- _Data for processing_
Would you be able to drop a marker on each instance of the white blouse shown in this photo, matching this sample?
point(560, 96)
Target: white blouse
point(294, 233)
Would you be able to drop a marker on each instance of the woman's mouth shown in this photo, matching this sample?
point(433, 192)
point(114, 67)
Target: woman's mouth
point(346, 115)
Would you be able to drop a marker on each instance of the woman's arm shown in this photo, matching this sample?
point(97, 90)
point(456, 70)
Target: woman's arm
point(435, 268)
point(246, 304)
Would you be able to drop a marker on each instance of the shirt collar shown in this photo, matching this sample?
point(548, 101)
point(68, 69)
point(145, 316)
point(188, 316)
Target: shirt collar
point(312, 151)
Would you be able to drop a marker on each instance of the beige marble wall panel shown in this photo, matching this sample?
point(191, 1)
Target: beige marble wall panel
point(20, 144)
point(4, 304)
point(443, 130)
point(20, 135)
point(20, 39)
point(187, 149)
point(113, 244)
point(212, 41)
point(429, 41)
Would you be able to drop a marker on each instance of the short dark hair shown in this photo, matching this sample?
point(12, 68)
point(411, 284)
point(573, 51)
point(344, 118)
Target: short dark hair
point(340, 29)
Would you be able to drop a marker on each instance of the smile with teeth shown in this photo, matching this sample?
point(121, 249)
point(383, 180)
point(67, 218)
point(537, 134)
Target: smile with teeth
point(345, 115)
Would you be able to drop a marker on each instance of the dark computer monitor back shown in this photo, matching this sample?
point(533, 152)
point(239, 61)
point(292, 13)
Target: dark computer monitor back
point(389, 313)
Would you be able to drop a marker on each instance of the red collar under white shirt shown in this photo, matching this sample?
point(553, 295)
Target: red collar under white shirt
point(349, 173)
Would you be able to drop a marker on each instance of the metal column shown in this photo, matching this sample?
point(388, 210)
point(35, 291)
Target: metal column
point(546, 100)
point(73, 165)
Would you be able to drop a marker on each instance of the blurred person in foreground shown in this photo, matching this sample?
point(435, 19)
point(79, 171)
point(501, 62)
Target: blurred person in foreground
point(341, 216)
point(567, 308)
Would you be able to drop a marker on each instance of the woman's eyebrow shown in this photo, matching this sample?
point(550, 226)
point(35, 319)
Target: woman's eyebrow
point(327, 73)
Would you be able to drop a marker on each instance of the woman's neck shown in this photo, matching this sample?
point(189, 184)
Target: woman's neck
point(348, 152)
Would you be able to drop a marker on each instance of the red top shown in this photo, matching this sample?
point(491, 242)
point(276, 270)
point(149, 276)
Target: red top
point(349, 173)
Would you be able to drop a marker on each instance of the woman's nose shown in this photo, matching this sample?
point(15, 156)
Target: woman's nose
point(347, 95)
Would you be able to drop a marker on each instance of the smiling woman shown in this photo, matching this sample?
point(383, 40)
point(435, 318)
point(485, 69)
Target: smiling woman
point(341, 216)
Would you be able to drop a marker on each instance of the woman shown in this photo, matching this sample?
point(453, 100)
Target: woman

- _Exercise aim_
Write out the entire listing above again, changing each "drop a marker" to "place a pin" and leaving everything else the same.

- _Solution_
Would you be able to place a pin on each instance of the white blouse shown in this photo, matching this sample?
point(560, 96)
Target: white blouse
point(294, 233)
Would you be able to place a pin on each instance of the woman's mouth shown in this photo, matching this sample?
point(433, 192)
point(114, 67)
Target: woman's mouth
point(346, 115)
Would you be able to place a pin on each instance of the woman's arm shown in this photo, matching this sample?
point(97, 90)
point(456, 70)
Target: woman's arm
point(435, 268)
point(246, 304)
Would you be able to place a pin on each instance of the shirt collar shown in this photo, matching this sample?
point(548, 101)
point(68, 69)
point(145, 316)
point(188, 316)
Target: shirt collar
point(312, 151)
Would you be able to place a pin on each instance of the beige marble wall panel shown in this photo, matching this sample?
point(191, 1)
Target: beige marble wall panel
point(20, 144)
point(4, 304)
point(443, 130)
point(20, 135)
point(20, 39)
point(187, 149)
point(113, 244)
point(212, 41)
point(429, 41)
Would you be able to place a pin on each instance of the short dark hair shown in this photo, matching this sample?
point(12, 68)
point(411, 284)
point(573, 51)
point(344, 118)
Target: short dark hair
point(340, 29)
Would you be able to place a pin on each instance of the smile with teeth shown in this photo, matching this sample?
point(121, 249)
point(383, 180)
point(67, 218)
point(537, 134)
Target: smile with teeth
point(345, 115)
Would you be able to place a pin on each instance of the dark computer monitor back shown in this photo, matching this sample?
point(533, 152)
point(239, 61)
point(292, 13)
Target: dark computer monitor back
point(389, 313)
Would you be able to place a pin on each instance of the red collar under white shirt shown in this photo, matching this sample?
point(553, 295)
Target: red collar under white shirt
point(349, 173)
Would you be able to place a pin on each instance of the metal column shown in this photo, matching this sample?
point(388, 210)
point(35, 291)
Target: metal column
point(546, 100)
point(73, 165)
Would you be able to place a pin on each instance of the blurred person in foreground shown in this photo, matching this sample?
point(435, 19)
point(79, 171)
point(501, 62)
Target: blurred person in foreground
point(341, 216)
point(567, 308)
Would you be able to place a pin on each instance of the woman's eyebrow shown in this photo, matching this sample?
point(550, 226)
point(35, 319)
Target: woman's eyebrow
point(327, 73)
Would you be able to place a pin on each instance of the woman's neck shown in this photo, matching this sample?
point(189, 184)
Target: woman's neck
point(348, 152)
Would you be able to place a pin on each instance of the red top shown in this photo, matching this sample?
point(491, 242)
point(276, 270)
point(149, 276)
Target: red top
point(349, 173)
Would you be able to place a pin on each instance of the woman's nose shown in this photo, matching this sample?
point(15, 156)
Target: woman's nose
point(347, 95)
Would you be able to place a pin on each instance of the smiling woman shown in this photo, matching this sample?
point(383, 40)
point(435, 318)
point(485, 69)
Target: smiling woman
point(341, 216)
Would you be able to place a pin on each instance of the woman shown in this photo, matching this sample?
point(453, 100)
Target: woman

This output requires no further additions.